§ **Data for the task**:
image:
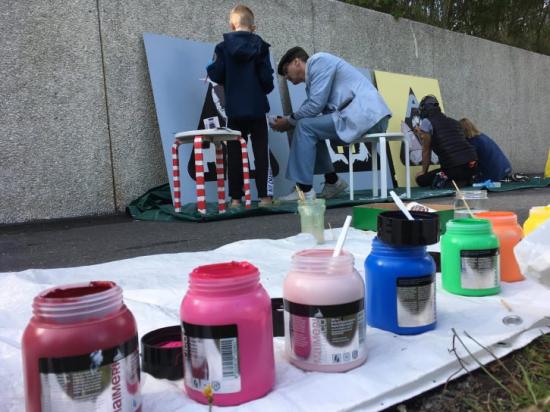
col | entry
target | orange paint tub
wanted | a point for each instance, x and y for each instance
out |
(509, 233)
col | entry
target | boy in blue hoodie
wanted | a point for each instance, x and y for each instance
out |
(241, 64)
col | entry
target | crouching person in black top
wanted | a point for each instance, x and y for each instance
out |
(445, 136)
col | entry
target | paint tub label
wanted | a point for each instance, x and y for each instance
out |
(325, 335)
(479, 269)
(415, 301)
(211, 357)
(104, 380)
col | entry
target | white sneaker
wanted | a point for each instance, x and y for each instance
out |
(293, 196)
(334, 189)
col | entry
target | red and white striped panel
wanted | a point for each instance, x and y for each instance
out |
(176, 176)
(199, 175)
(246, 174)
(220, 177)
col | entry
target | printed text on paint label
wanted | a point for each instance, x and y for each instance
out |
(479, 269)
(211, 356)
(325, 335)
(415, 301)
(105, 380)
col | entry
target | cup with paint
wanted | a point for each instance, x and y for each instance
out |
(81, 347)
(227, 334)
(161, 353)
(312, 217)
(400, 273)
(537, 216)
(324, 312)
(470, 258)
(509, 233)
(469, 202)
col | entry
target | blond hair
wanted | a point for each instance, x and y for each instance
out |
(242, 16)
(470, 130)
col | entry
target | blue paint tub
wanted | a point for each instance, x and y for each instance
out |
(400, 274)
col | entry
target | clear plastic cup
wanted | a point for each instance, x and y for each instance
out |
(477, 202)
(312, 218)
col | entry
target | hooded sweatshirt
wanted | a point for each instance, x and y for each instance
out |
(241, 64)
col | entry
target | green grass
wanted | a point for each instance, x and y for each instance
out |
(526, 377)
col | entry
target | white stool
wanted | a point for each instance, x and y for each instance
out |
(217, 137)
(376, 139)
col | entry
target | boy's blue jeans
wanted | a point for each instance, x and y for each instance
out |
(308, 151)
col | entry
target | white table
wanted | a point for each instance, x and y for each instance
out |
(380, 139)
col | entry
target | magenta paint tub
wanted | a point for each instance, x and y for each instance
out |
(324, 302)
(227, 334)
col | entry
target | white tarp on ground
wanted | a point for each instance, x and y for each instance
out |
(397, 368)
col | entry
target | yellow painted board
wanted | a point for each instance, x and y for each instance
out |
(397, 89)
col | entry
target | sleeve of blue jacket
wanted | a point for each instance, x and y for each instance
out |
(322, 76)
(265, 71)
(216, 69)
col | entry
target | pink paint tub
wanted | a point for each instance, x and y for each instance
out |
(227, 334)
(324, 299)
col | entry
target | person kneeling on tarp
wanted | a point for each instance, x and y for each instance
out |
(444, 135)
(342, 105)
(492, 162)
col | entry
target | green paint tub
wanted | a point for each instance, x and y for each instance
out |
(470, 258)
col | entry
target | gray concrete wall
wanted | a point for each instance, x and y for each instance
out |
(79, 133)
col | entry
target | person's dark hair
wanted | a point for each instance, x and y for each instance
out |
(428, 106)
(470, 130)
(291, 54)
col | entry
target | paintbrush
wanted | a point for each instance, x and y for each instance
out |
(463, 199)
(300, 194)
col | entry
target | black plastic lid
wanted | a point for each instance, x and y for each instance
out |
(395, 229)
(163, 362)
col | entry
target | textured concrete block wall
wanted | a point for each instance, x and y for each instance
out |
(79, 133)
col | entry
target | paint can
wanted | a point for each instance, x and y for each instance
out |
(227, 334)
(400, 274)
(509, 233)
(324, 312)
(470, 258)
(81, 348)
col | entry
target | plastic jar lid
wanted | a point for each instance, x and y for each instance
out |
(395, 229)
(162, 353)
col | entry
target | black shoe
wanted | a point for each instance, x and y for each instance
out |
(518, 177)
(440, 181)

...

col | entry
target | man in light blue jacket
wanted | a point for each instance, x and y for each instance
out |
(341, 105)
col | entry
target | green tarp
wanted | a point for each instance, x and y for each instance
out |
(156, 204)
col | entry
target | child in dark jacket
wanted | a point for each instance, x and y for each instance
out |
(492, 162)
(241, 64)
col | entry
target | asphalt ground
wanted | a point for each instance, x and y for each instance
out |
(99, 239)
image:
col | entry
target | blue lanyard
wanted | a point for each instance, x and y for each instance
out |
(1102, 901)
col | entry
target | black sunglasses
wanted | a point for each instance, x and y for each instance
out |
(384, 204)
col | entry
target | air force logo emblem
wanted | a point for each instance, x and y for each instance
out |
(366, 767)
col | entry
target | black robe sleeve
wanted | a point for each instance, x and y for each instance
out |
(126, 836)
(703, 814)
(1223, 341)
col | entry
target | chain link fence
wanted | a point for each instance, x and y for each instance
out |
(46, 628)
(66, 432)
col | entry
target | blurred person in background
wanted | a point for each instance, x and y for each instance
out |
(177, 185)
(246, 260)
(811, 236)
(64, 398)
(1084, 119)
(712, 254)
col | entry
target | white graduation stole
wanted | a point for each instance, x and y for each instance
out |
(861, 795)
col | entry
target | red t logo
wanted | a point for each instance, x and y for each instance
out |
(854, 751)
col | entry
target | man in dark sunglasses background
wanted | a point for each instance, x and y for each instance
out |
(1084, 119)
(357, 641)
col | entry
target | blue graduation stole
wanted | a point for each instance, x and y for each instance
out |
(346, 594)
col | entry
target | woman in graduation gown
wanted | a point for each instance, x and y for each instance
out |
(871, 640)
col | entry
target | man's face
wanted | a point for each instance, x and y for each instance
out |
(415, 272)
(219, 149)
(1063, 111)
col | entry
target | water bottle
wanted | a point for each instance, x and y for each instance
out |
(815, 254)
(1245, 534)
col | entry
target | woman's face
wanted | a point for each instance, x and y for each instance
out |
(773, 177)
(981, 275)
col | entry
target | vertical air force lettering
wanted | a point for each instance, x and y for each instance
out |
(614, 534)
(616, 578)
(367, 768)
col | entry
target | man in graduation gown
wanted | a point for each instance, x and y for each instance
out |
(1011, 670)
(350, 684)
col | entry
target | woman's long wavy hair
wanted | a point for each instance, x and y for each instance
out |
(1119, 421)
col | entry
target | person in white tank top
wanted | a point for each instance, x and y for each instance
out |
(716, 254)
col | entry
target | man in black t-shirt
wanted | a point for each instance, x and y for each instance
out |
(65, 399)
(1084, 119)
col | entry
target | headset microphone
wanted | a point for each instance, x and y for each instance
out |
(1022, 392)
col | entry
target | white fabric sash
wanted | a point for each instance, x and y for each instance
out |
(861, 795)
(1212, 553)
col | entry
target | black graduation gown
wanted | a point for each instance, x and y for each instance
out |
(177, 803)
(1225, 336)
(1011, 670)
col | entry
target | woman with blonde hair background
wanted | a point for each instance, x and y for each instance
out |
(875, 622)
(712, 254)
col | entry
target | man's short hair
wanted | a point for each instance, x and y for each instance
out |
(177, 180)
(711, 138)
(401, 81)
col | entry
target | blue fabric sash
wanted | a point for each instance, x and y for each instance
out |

§ **Exercise**:
Count the lines in the data above that contain the string "with", treating uppercase and lowercase as distinct. Give only the number.

§ **The response**:
2